Infusing Tradition With Innovation
Photography by Jeffry Raposas.
Leading-edge digital tools with a backbone of traditional techniques that pioneer authentic pieces of art are the outcome of the new Jewelry and Metal Arts major at Academy of Art University. The highly anticipated department made its debut in Spring 2013, and is now going on strong heading into its fourth semester. It is rapidly expanding and has become a driving force of many collaborations within the departments in the school. Students fully immerse themselves in classes that give them a wide perspective of different techniques, as well as career building skills that they can utilize in their personal and professional work. Offered as both a Bachelor and a Master of Fine Arts program, the original and innovative work that is created in this department is refreshing.
Faculty and students often refer to the major as JEM, but don’t let the charming acronym fool you: this is a tough major that exposes students to a variety of difficult techniques. Department Director Charlene Modena says that although we have “… a lot of traditional techniques, our focus is on contemporary outcomes.” Some of these techniques include ceramic sculpture, centrifugal and vacuum casting, rendering, and enameling, which is an ancient material. Essentially, enameling is “the art of fusing glass and metals to create colorful designs and surface enhancement,” according to the course catalogue. The second-level enameling course further explores the technique and combines it with the metal work skills that students have learned in other classes to create sophisticated bodies of art.
In addition to these historic techniques, the major now offers the most innovative organic 3D modeling and printing and digital design laser cutting classes. Gordon Silveria, who is the Associate Director of Arts Technology, created these classes. State-of-the-art equipment like the CO2 laser cutter and Zbrush, a 3D modeling software, “place emphasis on conceptual designs that depart and expand the ideas of traditional jewelry and wearable forms.” These exciting new classes have students exploring completely new dimensions of their work.
Unleashing creativity without boundaries is the ultimate goal of the art produced here. Director Modena puts great emphasis on the importance of organic creativity and the individual’s unique voice.
“We are all aware of trends, but our students are taught how not to be bound by convention, and how to avoid the trap of blindly following fashion and art world trends,” she says. “Rather, they are encouraged and coaxed along a path where they can develop a distinctive voice in synergy with critical thinking, and the ability to always ask why? All of this takes place while they engage in an artist’s intimate dialogue, which includes, not excludes, culture at large.”
The focus is on “how you are influenced by what goes on around you, but also what goes on inside you; it’s a point where these two meet, a quality of bringing out who you are, which is a very organic process,” she adds.
******
(WHAT THIS TASK INVOLVES)
Name every person mentioned in the article on the Jewelry and Metal Arts major, and give each one's role as the article states it.
******
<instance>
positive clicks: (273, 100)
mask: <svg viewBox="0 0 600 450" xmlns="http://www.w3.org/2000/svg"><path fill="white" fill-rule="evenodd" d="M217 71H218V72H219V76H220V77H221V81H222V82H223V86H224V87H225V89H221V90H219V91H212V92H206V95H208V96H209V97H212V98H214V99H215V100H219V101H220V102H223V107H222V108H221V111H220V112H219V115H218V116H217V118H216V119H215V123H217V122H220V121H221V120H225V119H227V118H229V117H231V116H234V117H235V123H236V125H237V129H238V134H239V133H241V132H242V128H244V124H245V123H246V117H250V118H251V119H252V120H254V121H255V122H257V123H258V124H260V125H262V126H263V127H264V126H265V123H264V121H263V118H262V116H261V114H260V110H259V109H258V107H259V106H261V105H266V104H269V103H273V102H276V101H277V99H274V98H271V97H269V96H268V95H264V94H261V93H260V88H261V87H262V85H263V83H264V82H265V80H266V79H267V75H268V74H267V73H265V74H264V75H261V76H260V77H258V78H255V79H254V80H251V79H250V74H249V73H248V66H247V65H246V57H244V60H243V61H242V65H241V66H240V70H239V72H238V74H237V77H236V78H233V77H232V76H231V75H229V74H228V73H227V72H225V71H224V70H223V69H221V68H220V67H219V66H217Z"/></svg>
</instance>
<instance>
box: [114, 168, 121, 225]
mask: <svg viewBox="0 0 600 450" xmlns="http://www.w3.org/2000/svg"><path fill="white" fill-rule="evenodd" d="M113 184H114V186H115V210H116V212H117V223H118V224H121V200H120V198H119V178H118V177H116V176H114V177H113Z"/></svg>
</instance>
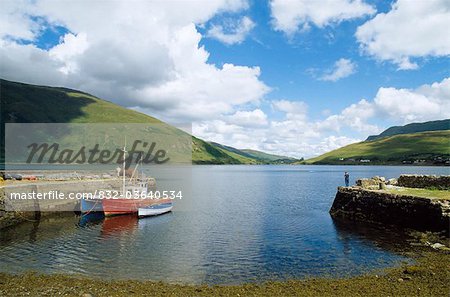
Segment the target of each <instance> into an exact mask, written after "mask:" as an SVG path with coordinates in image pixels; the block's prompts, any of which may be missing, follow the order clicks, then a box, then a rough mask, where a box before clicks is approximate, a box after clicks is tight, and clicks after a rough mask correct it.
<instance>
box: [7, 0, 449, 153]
mask: <svg viewBox="0 0 450 297" xmlns="http://www.w3.org/2000/svg"><path fill="white" fill-rule="evenodd" d="M0 2H1V7H2V8H1V10H0V76H1V77H2V78H4V79H9V80H14V81H20V82H25V83H32V84H41V85H50V86H64V87H69V88H74V89H78V90H82V91H85V92H89V93H91V94H93V95H95V96H98V97H100V98H103V99H107V100H109V101H112V102H114V103H117V104H120V105H122V106H125V107H127V108H130V109H133V110H137V111H140V112H144V113H146V114H148V115H151V116H154V117H156V118H159V119H161V120H164V121H166V122H168V123H171V124H175V125H177V124H183V126H185V125H186V123H189V124H191V125H192V130H191V132H192V133H193V134H194V135H195V136H197V137H200V138H202V139H204V140H208V141H215V142H219V143H222V144H225V145H231V146H234V147H237V148H250V149H257V150H262V151H265V152H269V153H275V154H281V155H286V156H292V157H298V158H300V157H305V158H308V157H312V156H316V155H319V154H321V153H325V152H327V151H330V150H332V149H336V148H338V147H341V146H344V145H347V144H350V143H353V142H357V141H362V140H364V139H365V138H367V136H368V135H371V134H377V133H380V132H381V131H383V130H384V129H386V128H388V127H390V126H393V125H403V124H406V123H410V122H423V121H428V120H438V119H445V118H450V67H449V66H450V63H449V57H450V34H448V30H449V29H448V28H450V2H449V1H448V0H397V1H381V0H270V1H264V0H259V1H258V0H248V1H247V0H208V1H207V0H197V1H182V0H178V1H162V0H161V1H141V0H128V1H126V0H123V1H120V0H116V1H95V0H94V1H88V0H78V1H56V0H32V1H31V0H14V1H10V0H0Z"/></svg>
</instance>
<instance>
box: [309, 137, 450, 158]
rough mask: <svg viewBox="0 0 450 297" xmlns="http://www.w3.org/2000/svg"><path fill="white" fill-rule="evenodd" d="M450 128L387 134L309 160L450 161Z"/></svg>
mask: <svg viewBox="0 0 450 297" xmlns="http://www.w3.org/2000/svg"><path fill="white" fill-rule="evenodd" d="M449 159H450V130H444V131H429V132H419V133H411V134H399V135H394V136H387V137H383V138H379V139H375V140H371V141H363V142H359V143H353V144H350V145H347V146H345V147H342V148H339V149H336V150H334V151H331V152H328V153H326V154H323V155H321V156H318V157H315V158H312V159H308V160H306V161H305V162H304V163H305V164H423V165H425V164H428V165H444V164H445V163H446V162H447V165H448V164H449V161H448V160H449Z"/></svg>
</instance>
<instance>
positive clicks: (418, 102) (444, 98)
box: [374, 78, 450, 123]
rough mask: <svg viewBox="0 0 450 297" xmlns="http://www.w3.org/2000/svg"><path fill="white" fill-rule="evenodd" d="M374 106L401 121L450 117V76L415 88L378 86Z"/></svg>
mask: <svg viewBox="0 0 450 297" xmlns="http://www.w3.org/2000/svg"><path fill="white" fill-rule="evenodd" d="M374 104H375V107H376V108H378V109H379V111H380V112H381V113H382V114H383V115H385V116H388V117H391V118H397V119H399V120H401V121H402V122H403V123H408V122H413V121H416V122H417V121H428V120H434V119H440V118H450V78H446V79H444V80H442V81H441V82H437V83H433V84H431V85H423V86H421V87H419V88H417V89H415V90H410V89H396V88H380V89H379V90H378V93H377V95H376V96H375V99H374Z"/></svg>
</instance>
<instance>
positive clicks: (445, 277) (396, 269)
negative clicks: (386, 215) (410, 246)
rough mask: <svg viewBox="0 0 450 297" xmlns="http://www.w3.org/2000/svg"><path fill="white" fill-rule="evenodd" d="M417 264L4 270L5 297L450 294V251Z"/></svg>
mask: <svg viewBox="0 0 450 297" xmlns="http://www.w3.org/2000/svg"><path fill="white" fill-rule="evenodd" d="M415 254H416V255H418V256H416V263H415V264H414V265H402V266H400V267H397V268H389V269H386V270H383V271H380V272H379V273H370V274H366V275H362V276H356V277H350V278H310V279H304V280H289V281H284V282H275V281H274V282H267V283H263V284H243V285H232V286H224V285H219V286H207V285H182V284H168V283H163V282H152V281H135V280H112V281H106V280H99V279H95V278H86V277H76V276H68V275H43V274H34V273H26V274H20V275H11V274H5V273H0V295H1V296H55V295H64V296H83V294H91V295H92V296H364V297H369V296H448V293H449V292H450V282H449V278H450V271H449V270H448V263H450V253H448V252H444V251H439V252H438V251H429V250H426V251H424V250H420V251H417V252H416V253H415Z"/></svg>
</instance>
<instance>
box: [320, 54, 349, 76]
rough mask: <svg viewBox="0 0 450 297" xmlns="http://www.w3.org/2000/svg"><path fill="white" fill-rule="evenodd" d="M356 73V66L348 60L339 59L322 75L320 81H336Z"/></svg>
mask: <svg viewBox="0 0 450 297" xmlns="http://www.w3.org/2000/svg"><path fill="white" fill-rule="evenodd" d="M355 72H356V64H355V63H354V62H352V61H351V60H349V59H344V58H342V59H339V60H337V61H336V62H335V63H334V67H333V69H331V70H330V71H328V72H327V73H326V74H324V75H323V76H322V77H321V78H320V79H321V80H325V81H338V80H340V79H341V78H344V77H347V76H350V75H352V74H353V73H355Z"/></svg>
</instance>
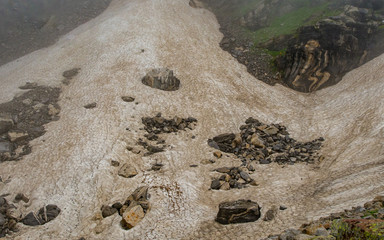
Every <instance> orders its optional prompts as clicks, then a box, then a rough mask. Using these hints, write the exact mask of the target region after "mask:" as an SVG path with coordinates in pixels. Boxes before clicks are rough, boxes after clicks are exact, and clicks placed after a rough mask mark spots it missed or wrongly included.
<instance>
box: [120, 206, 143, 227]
mask: <svg viewBox="0 0 384 240" xmlns="http://www.w3.org/2000/svg"><path fill="white" fill-rule="evenodd" d="M144 216H145V214H144V210H143V208H142V207H141V206H140V205H136V206H134V207H132V208H129V209H127V210H126V211H125V212H124V214H123V220H122V226H123V227H125V228H127V229H131V228H133V227H134V226H136V225H137V224H138V223H139V222H140V221H141V220H143V218H144Z"/></svg>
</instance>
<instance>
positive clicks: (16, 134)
mask: <svg viewBox="0 0 384 240" xmlns="http://www.w3.org/2000/svg"><path fill="white" fill-rule="evenodd" d="M8 138H9V140H10V141H11V142H18V141H22V140H25V139H27V138H28V133H27V132H24V131H20V130H12V131H9V132H8Z"/></svg>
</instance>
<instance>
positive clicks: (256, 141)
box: [251, 134, 265, 148]
mask: <svg viewBox="0 0 384 240" xmlns="http://www.w3.org/2000/svg"><path fill="white" fill-rule="evenodd" d="M251 144H252V145H254V146H255V147H258V148H265V145H264V143H263V141H261V140H260V138H259V137H258V136H257V134H254V135H253V136H252V139H251Z"/></svg>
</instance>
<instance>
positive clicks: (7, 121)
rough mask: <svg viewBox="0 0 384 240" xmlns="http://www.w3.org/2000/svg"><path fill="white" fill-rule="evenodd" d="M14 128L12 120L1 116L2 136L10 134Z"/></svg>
mask: <svg viewBox="0 0 384 240" xmlns="http://www.w3.org/2000/svg"><path fill="white" fill-rule="evenodd" d="M12 127H13V121H12V118H8V117H2V116H0V134H3V133H6V132H8V131H9V130H10V129H11V128H12Z"/></svg>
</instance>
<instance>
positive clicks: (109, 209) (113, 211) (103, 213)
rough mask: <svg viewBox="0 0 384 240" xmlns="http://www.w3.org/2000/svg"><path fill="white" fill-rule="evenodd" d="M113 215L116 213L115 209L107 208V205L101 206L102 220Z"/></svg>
mask: <svg viewBox="0 0 384 240" xmlns="http://www.w3.org/2000/svg"><path fill="white" fill-rule="evenodd" d="M115 213H117V209H116V208H114V207H110V206H107V205H103V206H102V207H101V214H102V216H103V218H106V217H109V216H112V215H113V214H115Z"/></svg>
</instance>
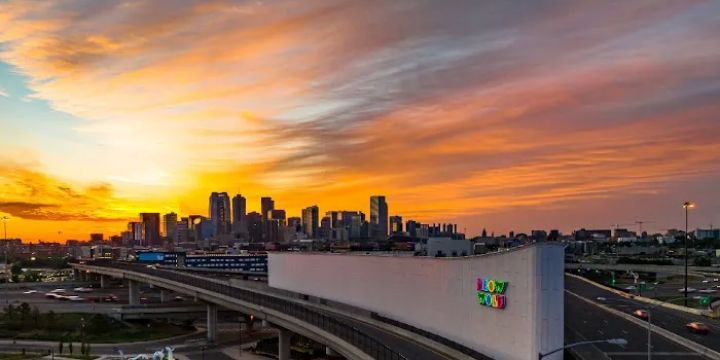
******
(RESULT OF THE EXERCISE)
- Jeffry Raposas: credited with the photography
- Charlene Modena: Department Director
- Gordon Silveria: Associate Director of Arts Technology